By Martin Dronfield
Given the renewed interest from developers to establish a U.S. offshore wind supply chain, and the limited domestic experience, many European suppliers are now looking for the right moment to make their market entry. There are clear benefits for the US in leveraging European expertise and critical factors the industry must get right.
The United States already has many of the skills needed to develop offshore wind projects; the electricians, the welders, and the marine vessel crews in place simply have not been focused on that purpose. Experience will come quickly with the right European supervision, which must align with the requirements of each state and their respective project pipelines, the supply chain, and the workforce already available locally. Only then should European expertise be used to help bridge the gaps.
Noise attenuation is one such opportunity. Noise attenuation refers to the dampening of sound to protect marine life. European suppliers, in particular, have unusual experience dealing with unexploded ordnance (UXO) - experience that can help protect the US’s diverse marine life. The eastern seaboard is a prime location for fixed bottom offshore wind. It’s also home to several threatened or endangered species such as the blue whale, leatherback turtle, and the giant manta ray, all of which must be given due consideration to protect them from construction noise.
Noise attenuation and unexploded ordnance expertise
[Asp1] The use of explosive weapons in the first and second world wars, and the government munitions dumping programs that followed, created a complex challenge for any offshore wind developer seeking to construct a project in the North Sea. Fromphosphorus bombs to torpedoes, there are millions of tons of munitions littered across the sea floor. They pose a problem for any offshore development – communications cables, oil and gas platforms, and offshore wind projects – as each must be detected and carefully neutralized before work can begin. With the need to ensure these detonations do not distress, displace, or disrupt local marine life, Europe became a leader in noise attenuation technologies.

TASKS AND EXERCISES -
1. Reproduce the stretch of the offshore wind article from "Noise attenuation is" through "from construction noise.".
2. Write the next part of the article on European expertise for U.S. offshore wind, picking up after its final sentence.

(Stored entries)
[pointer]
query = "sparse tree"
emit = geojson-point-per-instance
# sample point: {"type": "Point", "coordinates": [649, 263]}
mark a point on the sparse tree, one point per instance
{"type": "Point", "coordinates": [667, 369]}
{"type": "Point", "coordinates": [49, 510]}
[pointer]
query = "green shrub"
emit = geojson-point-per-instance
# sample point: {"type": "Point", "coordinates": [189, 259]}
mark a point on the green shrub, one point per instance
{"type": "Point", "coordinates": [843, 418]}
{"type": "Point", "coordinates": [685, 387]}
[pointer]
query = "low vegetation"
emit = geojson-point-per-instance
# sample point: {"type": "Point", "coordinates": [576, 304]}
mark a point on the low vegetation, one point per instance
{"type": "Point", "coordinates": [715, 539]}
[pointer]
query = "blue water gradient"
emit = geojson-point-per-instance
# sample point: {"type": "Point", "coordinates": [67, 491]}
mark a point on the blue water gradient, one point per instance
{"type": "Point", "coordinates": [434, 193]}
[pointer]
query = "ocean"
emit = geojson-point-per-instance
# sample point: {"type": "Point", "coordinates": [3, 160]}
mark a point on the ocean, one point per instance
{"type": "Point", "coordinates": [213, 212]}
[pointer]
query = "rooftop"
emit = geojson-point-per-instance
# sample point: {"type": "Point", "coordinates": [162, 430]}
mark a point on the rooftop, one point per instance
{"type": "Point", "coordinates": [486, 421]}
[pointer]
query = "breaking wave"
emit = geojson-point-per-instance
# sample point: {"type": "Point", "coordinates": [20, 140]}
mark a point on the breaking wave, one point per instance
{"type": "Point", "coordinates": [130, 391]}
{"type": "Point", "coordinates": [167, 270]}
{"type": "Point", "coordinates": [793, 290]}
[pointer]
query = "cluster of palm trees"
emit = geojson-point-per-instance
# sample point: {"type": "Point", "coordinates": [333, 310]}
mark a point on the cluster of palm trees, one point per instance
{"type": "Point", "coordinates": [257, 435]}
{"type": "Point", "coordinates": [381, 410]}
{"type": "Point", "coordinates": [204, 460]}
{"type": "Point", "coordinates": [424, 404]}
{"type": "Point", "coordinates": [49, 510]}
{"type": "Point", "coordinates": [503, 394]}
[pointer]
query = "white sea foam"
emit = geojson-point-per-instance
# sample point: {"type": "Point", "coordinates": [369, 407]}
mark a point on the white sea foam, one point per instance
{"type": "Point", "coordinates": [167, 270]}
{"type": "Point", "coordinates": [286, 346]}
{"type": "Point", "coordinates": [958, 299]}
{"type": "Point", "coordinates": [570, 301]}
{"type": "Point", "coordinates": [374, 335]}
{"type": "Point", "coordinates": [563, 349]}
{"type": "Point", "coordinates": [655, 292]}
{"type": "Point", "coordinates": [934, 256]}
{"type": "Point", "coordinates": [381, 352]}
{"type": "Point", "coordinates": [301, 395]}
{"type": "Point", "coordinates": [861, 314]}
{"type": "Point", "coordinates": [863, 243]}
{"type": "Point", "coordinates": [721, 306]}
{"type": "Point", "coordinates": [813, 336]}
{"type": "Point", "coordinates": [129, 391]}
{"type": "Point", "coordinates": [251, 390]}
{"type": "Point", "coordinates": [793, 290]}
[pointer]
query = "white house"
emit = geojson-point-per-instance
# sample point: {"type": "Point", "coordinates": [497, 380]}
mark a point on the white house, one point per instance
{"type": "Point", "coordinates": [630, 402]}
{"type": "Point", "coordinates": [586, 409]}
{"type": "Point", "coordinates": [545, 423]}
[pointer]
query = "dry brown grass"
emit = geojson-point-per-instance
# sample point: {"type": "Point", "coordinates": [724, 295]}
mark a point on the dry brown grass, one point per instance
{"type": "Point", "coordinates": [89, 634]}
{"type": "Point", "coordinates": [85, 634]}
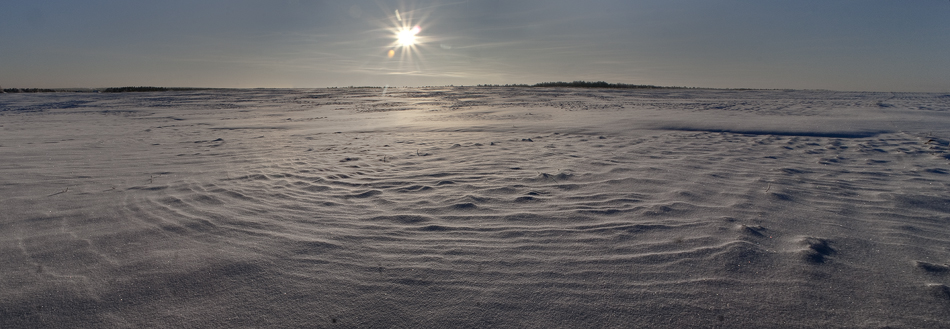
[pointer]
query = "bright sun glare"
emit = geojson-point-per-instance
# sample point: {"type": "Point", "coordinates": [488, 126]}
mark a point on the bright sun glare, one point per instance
{"type": "Point", "coordinates": [407, 37]}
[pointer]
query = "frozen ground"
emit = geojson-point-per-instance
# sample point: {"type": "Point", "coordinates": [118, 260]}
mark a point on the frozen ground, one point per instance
{"type": "Point", "coordinates": [475, 207]}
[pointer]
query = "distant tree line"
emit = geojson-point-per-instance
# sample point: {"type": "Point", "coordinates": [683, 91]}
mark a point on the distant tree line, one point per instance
{"type": "Point", "coordinates": [28, 90]}
{"type": "Point", "coordinates": [585, 84]}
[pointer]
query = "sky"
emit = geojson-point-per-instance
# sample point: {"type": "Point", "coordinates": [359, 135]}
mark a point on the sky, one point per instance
{"type": "Point", "coordinates": [850, 45]}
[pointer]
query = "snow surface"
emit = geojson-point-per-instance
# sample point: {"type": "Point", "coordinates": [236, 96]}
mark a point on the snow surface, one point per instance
{"type": "Point", "coordinates": [475, 207]}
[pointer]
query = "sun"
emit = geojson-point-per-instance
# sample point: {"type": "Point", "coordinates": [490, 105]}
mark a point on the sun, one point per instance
{"type": "Point", "coordinates": [407, 37]}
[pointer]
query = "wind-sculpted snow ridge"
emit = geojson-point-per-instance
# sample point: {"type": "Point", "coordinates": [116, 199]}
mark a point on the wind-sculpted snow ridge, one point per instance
{"type": "Point", "coordinates": [475, 207]}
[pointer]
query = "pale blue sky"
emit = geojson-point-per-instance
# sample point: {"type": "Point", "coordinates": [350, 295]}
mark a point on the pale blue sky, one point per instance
{"type": "Point", "coordinates": [871, 45]}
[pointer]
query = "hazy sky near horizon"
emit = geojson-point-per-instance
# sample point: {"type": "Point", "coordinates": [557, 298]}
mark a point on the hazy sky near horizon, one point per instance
{"type": "Point", "coordinates": [865, 45]}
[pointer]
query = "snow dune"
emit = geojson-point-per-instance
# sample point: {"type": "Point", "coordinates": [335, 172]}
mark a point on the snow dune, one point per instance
{"type": "Point", "coordinates": [475, 207]}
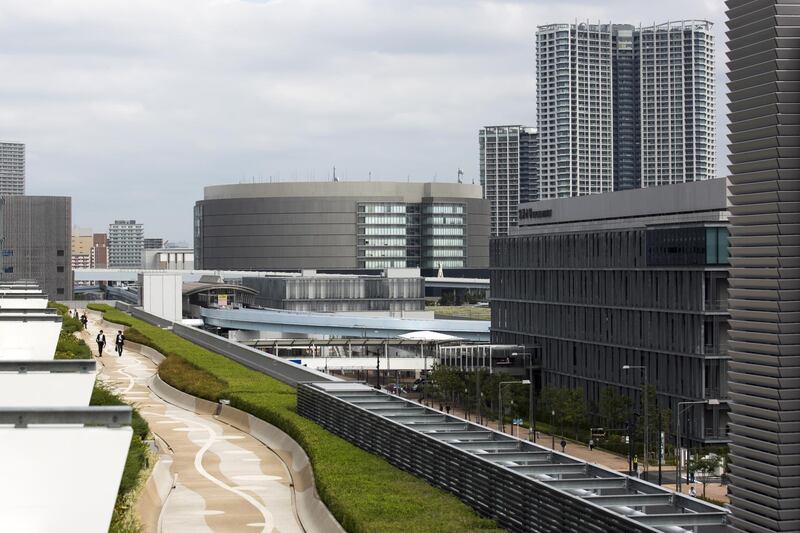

RESULTS -
1.
Noise attenuation is one such opportunity. Noise attenuation refers to the dampening of sound to protect marine life. European suppliers, in particular, have unusual experience dealing with unexploded ordnance (UXO) - experience that can help protect the US’s diverse marine life. The eastern seaboard is a prime location for fixed bottom offshore wind. It’s also home to several threatened or endangered species such as the blue whale, leatherback turtle, and the giant manta ray, all of which must be given due consideration to protect them from construction noise.

2.
This comes as good news for US project developers who will face similar challenges. Up until 1970, unknown quantities of munitions were disposed of off the US coast in both documented and undocumented locations. While most munitions were dumped in depths far beyond those reached by offshore wind infrastructure, munitions regularly wash ashore or are dredged up by fishing activities. As such, all US offshore wind projects, including developers and regulators, will need to factor in UXO identification and disposal to ensure project activities will not accidentally trigger an explosion or cause a chemical leak.
Responding to the need to operate more sensitively offshore, industry experts have developed a specialized bubble curtain technology that pumps class zero (medical grade) air through a perforated ring (mounted to the seabed) that encircles the construction zone or unexploded ordnance in a ring of air bubbles. The use of a bubble curtain could halve the sound intensity of pile driving for east coast offshore wind projects.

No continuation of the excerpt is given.